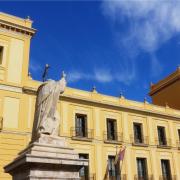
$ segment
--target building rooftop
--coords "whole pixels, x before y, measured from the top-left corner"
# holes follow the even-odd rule
[[[152,96],[153,94],[155,94],[158,91],[162,90],[163,88],[171,85],[172,83],[176,82],[177,80],[180,80],[180,66],[177,68],[177,70],[175,72],[173,72],[169,76],[160,80],[156,84],[152,84],[149,95]]]
[[[8,30],[33,35],[36,30],[32,28],[32,23],[33,21],[29,17],[23,19],[0,12],[0,26]]]
[[[29,80],[27,84],[23,87],[23,91],[27,93],[36,94],[37,88],[42,82]],[[60,96],[60,98],[73,99],[77,101],[82,101],[86,103],[94,103],[98,106],[108,106],[109,108],[122,108],[131,111],[139,111],[143,113],[152,113],[156,115],[173,117],[179,120],[180,111],[170,108],[168,106],[158,106],[148,103],[146,100],[144,102],[138,102],[126,99],[123,96],[114,97],[104,94],[100,94],[97,91],[84,91],[75,88],[67,87],[65,92]]]

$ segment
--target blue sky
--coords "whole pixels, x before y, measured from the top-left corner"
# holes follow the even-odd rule
[[[48,77],[64,70],[69,87],[143,101],[150,82],[180,64],[176,0],[1,2],[0,11],[34,21],[29,69],[37,80],[48,63]]]

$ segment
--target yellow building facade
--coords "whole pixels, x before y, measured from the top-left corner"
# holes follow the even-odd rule
[[[3,167],[31,139],[41,84],[28,75],[34,33],[29,18],[0,13],[0,180],[11,179]],[[89,159],[88,179],[113,179],[122,146],[121,179],[180,179],[179,110],[68,87],[57,109],[59,135]]]

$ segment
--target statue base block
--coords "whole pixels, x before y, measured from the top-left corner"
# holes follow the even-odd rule
[[[83,166],[88,166],[88,160],[79,159],[65,138],[42,135],[4,169],[13,180],[75,180]]]

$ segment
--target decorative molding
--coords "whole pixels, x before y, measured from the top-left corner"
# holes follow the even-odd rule
[[[23,88],[20,87],[14,87],[14,86],[9,86],[9,85],[1,85],[0,84],[0,90],[7,90],[7,91],[13,91],[13,92],[18,92],[18,93],[27,93],[27,94],[32,94],[32,95],[36,95],[37,89],[36,88],[32,88],[32,87],[28,87],[28,86],[24,86]],[[112,102],[103,102],[103,101],[97,101],[94,99],[89,99],[89,98],[82,98],[82,97],[78,97],[76,95],[67,95],[67,94],[63,94],[60,95],[60,99],[70,99],[70,100],[77,100],[77,101],[82,101],[82,102],[89,102],[89,103],[94,103],[94,104],[100,104],[100,105],[104,105],[104,106],[109,106],[112,108],[123,108],[123,109],[127,109],[127,110],[131,110],[131,111],[138,111],[141,113],[148,113],[148,114],[152,114],[152,115],[158,115],[158,116],[162,116],[162,117],[166,117],[166,118],[175,118],[180,120],[180,116],[177,114],[172,114],[172,113],[167,113],[167,112],[162,112],[162,111],[158,111],[158,110],[151,110],[151,109],[146,109],[146,108],[138,108],[138,107],[134,107],[134,106],[129,106],[129,105],[123,105],[123,104],[114,104]],[[144,104],[144,103],[142,103]],[[165,107],[161,107],[161,106],[156,106],[153,104],[150,104],[154,107],[160,107],[160,108],[165,108]]]
[[[171,84],[175,83],[176,81],[180,80],[180,69],[178,69],[164,78],[163,80],[157,82],[156,84],[153,84],[151,86],[151,90],[149,92],[150,96],[153,96],[157,92],[161,91],[162,89],[166,88],[167,86],[170,86]]]
[[[35,88],[26,87],[26,86],[23,87],[23,92],[25,92],[25,93],[30,93],[30,94],[36,95],[36,91],[37,91],[37,89],[35,89]],[[134,106],[129,106],[129,104],[127,104],[127,105],[122,104],[122,103],[121,104],[119,104],[119,103],[115,104],[114,102],[99,101],[99,100],[92,99],[92,98],[90,99],[88,96],[87,97],[79,97],[78,95],[68,95],[66,93],[60,95],[60,99],[61,98],[65,99],[65,100],[70,99],[70,100],[77,100],[77,101],[82,101],[82,102],[100,104],[100,105],[109,106],[109,107],[113,107],[113,108],[124,108],[124,109],[131,110],[131,111],[138,111],[141,113],[154,114],[154,115],[158,115],[158,116],[162,116],[162,117],[166,117],[166,118],[173,117],[173,118],[180,120],[179,115],[172,114],[172,113],[169,114],[165,111],[165,109],[166,109],[165,107],[156,106],[153,104],[149,104],[149,105],[151,105],[155,108],[164,108],[164,112],[162,112],[160,110],[159,111],[153,110],[153,109],[151,110],[151,109],[148,109],[148,107],[147,108],[138,108],[138,107],[134,107]],[[111,98],[111,96],[109,98]],[[113,97],[113,98],[115,98],[115,97]],[[140,102],[138,102],[138,103],[140,103]],[[144,105],[144,103],[141,103],[141,104]]]
[[[154,116],[158,115],[163,118],[175,118],[177,120],[180,120],[180,115],[169,114],[169,113],[161,112],[161,111],[153,111],[150,109],[143,109],[143,108],[133,107],[133,106],[129,106],[129,105],[119,105],[119,104],[112,104],[112,103],[107,103],[107,102],[100,102],[100,101],[96,101],[96,100],[92,100],[92,99],[85,99],[85,98],[79,98],[79,97],[75,97],[75,96],[69,96],[66,94],[61,95],[60,98],[65,99],[65,100],[72,99],[72,100],[78,100],[78,101],[82,101],[82,102],[90,102],[90,103],[100,104],[100,105],[104,105],[104,106],[108,106],[108,107],[112,107],[112,108],[126,109],[126,110],[131,110],[134,112],[152,114]]]
[[[21,87],[10,86],[10,85],[5,85],[5,84],[0,84],[0,90],[22,93]]]
[[[14,131],[14,130],[2,130],[3,134],[17,134],[17,135],[31,135],[31,132],[22,132],[22,131]]]
[[[33,28],[20,26],[17,24],[3,21],[1,19],[0,19],[0,28],[6,29],[8,31],[16,32],[16,33],[21,33],[21,34],[28,35],[28,36],[33,36],[36,32],[36,30]]]
[[[37,89],[32,88],[32,87],[23,86],[22,90],[23,90],[24,93],[27,93],[27,94],[32,94],[32,95],[37,94]]]

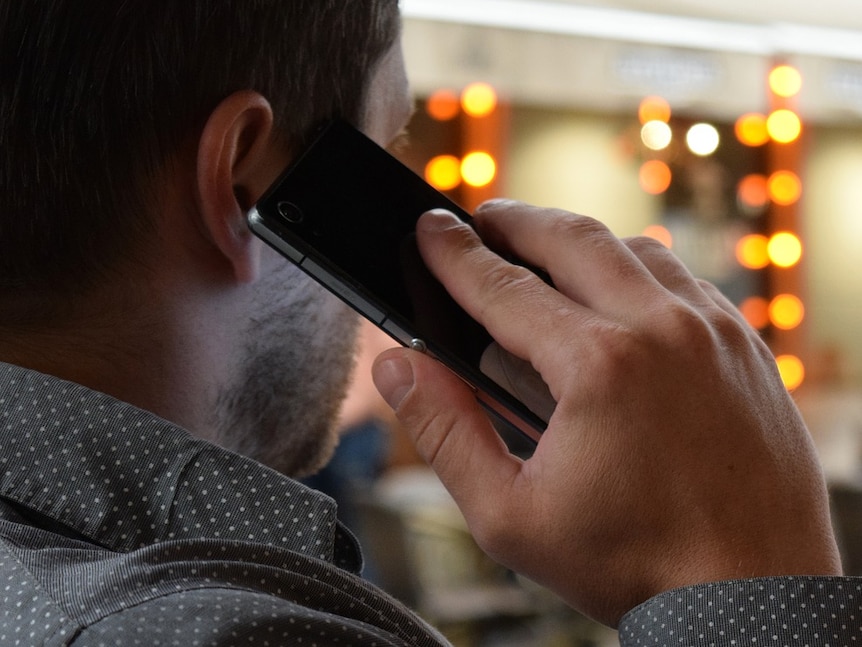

━━━━━━━━━━━━━━━━

Instructions to follow
Pictures in the entries are to be skipped, and everything else repeated word for word.

Your response
$ segment
--target building rooftop
--coords "whole pixels, x before y, measured from the top-left corner"
# holes follow the even-odd rule
[[[152,96],[153,94],[155,94],[158,91],[162,90],[163,88],[171,85],[172,83],[176,82],[177,80],[180,80],[180,66],[177,68],[177,70],[175,72],[173,72],[169,76],[160,80],[156,84],[152,84],[149,95]]]
[[[8,30],[33,35],[36,30],[32,28],[32,23],[33,21],[29,17],[23,19],[0,12],[0,26]]]
[[[29,80],[27,84],[23,87],[23,91],[27,93],[36,94],[37,88],[42,82]],[[60,96],[60,98],[73,99],[77,101],[82,101],[86,103],[94,103],[98,106],[108,106],[109,108],[122,108],[131,111],[139,111],[143,113],[152,113],[156,115],[173,117],[179,120],[180,111],[170,108],[168,106],[158,106],[148,103],[146,100],[144,102],[138,102],[126,99],[123,96],[114,97],[104,94],[100,94],[97,91],[84,91],[75,88],[67,87],[65,92]]]

$ segment
--target blue sky
--coords "whole pixels, x before y, measured from the top-left corner"
# holes follow the even-odd rule
[[[48,77],[64,70],[69,87],[143,101],[150,82],[180,64],[176,0],[1,2],[0,11],[34,21],[29,69],[37,80],[48,63]]]

$ segment
--target yellow building facade
--coords "whole pixels, x before y, measured from the top-left corner"
# holes follow the even-odd rule
[[[3,167],[31,139],[41,84],[28,75],[34,33],[29,18],[0,13],[0,180],[11,179]],[[89,159],[88,179],[113,179],[122,146],[121,179],[180,179],[179,110],[68,87],[57,109],[59,135]]]

$ segment
--target statue base block
--coords "whole pixels, x before y, measured from the top-left corner"
# holes follow the even-odd rule
[[[83,166],[88,166],[88,160],[79,159],[65,138],[42,135],[4,169],[13,180],[75,180]]]

$ segment
--target decorative molding
--coords "whole pixels, x before y, measured from the top-left corner"
# holes follow the even-odd rule
[[[23,88],[20,87],[14,87],[14,86],[9,86],[9,85],[1,85],[0,84],[0,90],[7,90],[7,91],[13,91],[13,92],[18,92],[18,93],[27,93],[27,94],[32,94],[32,95],[36,95],[37,89],[36,88],[32,88],[32,87],[28,87],[28,86],[24,86]],[[112,102],[103,102],[103,101],[97,101],[94,99],[89,99],[89,98],[82,98],[82,97],[78,97],[76,95],[67,95],[67,94],[63,94],[60,95],[60,99],[70,99],[70,100],[77,100],[77,101],[82,101],[82,102],[89,102],[89,103],[94,103],[94,104],[100,104],[100,105],[104,105],[104,106],[109,106],[112,108],[123,108],[123,109],[127,109],[127,110],[131,110],[131,111],[138,111],[141,113],[148,113],[148,114],[152,114],[152,115],[158,115],[158,116],[162,116],[162,117],[166,117],[166,118],[175,118],[180,120],[180,116],[177,114],[172,114],[172,113],[167,113],[167,112],[162,112],[162,111],[158,111],[158,110],[151,110],[151,109],[146,109],[146,108],[138,108],[138,107],[134,107],[134,106],[129,106],[129,105],[123,105],[123,104],[114,104]],[[144,104],[144,103],[142,103]],[[165,107],[161,107],[161,106],[156,106],[153,104],[150,104],[154,107],[160,107],[160,108],[165,108]]]
[[[171,84],[175,83],[176,81],[180,80],[180,69],[178,69],[164,78],[163,80],[157,82],[156,84],[153,84],[151,86],[151,90],[149,92],[150,96],[153,96],[157,92],[161,91],[162,89],[166,88],[167,86],[170,86]]]
[[[35,88],[26,87],[26,86],[23,87],[23,92],[25,92],[25,93],[30,93],[30,94],[36,95],[36,91],[37,91],[37,89],[35,89]],[[134,106],[129,106],[129,104],[127,104],[127,105],[122,104],[122,103],[121,104],[119,104],[119,103],[115,104],[114,102],[99,101],[99,100],[92,99],[92,98],[90,99],[88,96],[87,97],[79,97],[78,95],[68,95],[66,93],[60,95],[60,99],[61,98],[65,99],[65,100],[70,99],[70,100],[77,100],[77,101],[82,101],[82,102],[100,104],[100,105],[109,106],[109,107],[113,107],[113,108],[124,108],[124,109],[131,110],[131,111],[138,111],[141,113],[154,114],[154,115],[158,115],[158,116],[162,116],[162,117],[166,117],[166,118],[173,117],[173,118],[180,120],[179,115],[172,114],[172,113],[169,114],[165,111],[165,109],[166,109],[165,107],[156,106],[153,104],[149,104],[149,105],[151,105],[155,108],[164,108],[164,112],[162,112],[160,110],[159,111],[153,110],[153,109],[151,110],[151,109],[148,109],[148,107],[147,108],[138,108],[138,107],[134,107]],[[111,98],[111,96],[109,98]],[[113,97],[113,98],[115,98],[115,97]],[[140,102],[138,102],[138,103],[140,103]],[[144,105],[144,103],[141,103],[141,104]]]
[[[154,116],[158,115],[163,118],[175,118],[177,120],[180,120],[180,115],[169,114],[169,113],[161,112],[161,111],[153,111],[150,109],[143,109],[143,108],[133,107],[133,106],[129,106],[129,105],[119,105],[119,104],[112,104],[112,103],[107,103],[107,102],[100,102],[100,101],[96,101],[96,100],[92,100],[92,99],[85,99],[85,98],[79,98],[79,97],[75,97],[75,96],[69,96],[66,94],[61,95],[60,98],[65,99],[65,100],[72,99],[72,100],[78,100],[78,101],[82,101],[82,102],[90,102],[90,103],[100,104],[100,105],[104,105],[104,106],[108,106],[108,107],[112,107],[112,108],[126,109],[126,110],[131,110],[134,112],[152,114]]]
[[[21,87],[10,86],[10,85],[5,85],[5,84],[0,84],[0,90],[22,93]]]
[[[14,131],[14,130],[2,130],[3,134],[17,134],[17,135],[31,135],[31,132],[22,132],[22,131]]]
[[[33,28],[20,26],[17,24],[3,21],[1,19],[0,19],[0,28],[6,29],[8,31],[16,32],[16,33],[21,33],[21,34],[28,35],[28,36],[33,36],[36,32],[36,30]]]
[[[37,89],[32,88],[32,87],[23,86],[22,90],[23,90],[24,93],[27,93],[27,94],[32,94],[32,95],[37,94]]]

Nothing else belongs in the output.